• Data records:

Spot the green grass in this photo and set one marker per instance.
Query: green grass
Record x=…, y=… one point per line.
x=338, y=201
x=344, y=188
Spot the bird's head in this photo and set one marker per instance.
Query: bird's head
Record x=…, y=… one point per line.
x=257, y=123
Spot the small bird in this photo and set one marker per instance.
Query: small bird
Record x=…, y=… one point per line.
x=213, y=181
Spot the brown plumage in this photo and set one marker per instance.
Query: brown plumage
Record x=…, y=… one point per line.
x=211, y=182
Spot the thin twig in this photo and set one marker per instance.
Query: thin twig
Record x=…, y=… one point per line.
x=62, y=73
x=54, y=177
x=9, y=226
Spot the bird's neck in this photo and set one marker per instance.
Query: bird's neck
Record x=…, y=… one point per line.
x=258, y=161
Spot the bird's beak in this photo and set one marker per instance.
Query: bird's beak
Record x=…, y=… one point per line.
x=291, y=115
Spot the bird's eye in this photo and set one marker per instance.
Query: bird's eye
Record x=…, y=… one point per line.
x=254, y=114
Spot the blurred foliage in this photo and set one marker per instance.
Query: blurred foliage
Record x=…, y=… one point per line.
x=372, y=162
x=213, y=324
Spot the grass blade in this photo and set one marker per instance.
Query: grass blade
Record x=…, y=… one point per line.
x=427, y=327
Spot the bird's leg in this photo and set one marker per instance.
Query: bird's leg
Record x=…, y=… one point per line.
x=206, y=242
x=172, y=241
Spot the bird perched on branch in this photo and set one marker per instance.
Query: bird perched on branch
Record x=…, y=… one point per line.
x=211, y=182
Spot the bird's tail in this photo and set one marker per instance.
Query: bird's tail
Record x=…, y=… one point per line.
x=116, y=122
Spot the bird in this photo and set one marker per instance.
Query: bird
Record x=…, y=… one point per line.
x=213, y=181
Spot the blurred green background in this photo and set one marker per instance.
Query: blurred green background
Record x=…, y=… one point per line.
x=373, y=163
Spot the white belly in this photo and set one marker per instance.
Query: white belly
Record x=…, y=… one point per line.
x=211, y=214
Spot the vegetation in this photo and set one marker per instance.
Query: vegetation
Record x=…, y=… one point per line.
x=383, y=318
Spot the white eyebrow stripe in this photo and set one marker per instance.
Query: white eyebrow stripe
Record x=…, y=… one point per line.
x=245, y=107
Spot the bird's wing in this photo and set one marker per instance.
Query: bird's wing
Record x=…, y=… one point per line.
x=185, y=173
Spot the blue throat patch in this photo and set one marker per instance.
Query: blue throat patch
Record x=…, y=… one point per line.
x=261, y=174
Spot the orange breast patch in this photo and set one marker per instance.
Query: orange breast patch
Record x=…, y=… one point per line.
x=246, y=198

• REQUIREMENT: Reproduce the lines above word for word, starting with the line that contains "Spot the bird in" and continuing through the final line.

• FULL RESPONSE:
Spot the bird in this photo and set one marker per instance.
Query: bird
Record x=…, y=… one point per line.
x=213, y=181
Spot the blurred green background in this photo and set one marker per instance.
Query: blurred green background
Record x=…, y=… one point per line.
x=373, y=163
Spot the white belly in this photo and set one marker per instance.
Query: white belly
Record x=…, y=… one point per line.
x=211, y=214
Spot the vegetation in this photo and set one marker per instance.
Query: vegetation
Record x=…, y=… one point per line.
x=383, y=318
Spot the white eyebrow stripe in this photo and set one marker per instance.
Query: white eyebrow stripe
Record x=…, y=… one point per line.
x=245, y=107
Spot the bird's wing in this photo and set one marker per instance.
Query: bird's wing
Record x=…, y=… one point per line.
x=185, y=173
Spot the blue throat patch in this photo and set one marker per instance.
Query: blue throat patch
Record x=…, y=… one point per line.
x=261, y=174
Spot the orange breast patch in this photo and set one marker per instance.
Query: orange breast patch
Record x=…, y=… one point per line.
x=246, y=198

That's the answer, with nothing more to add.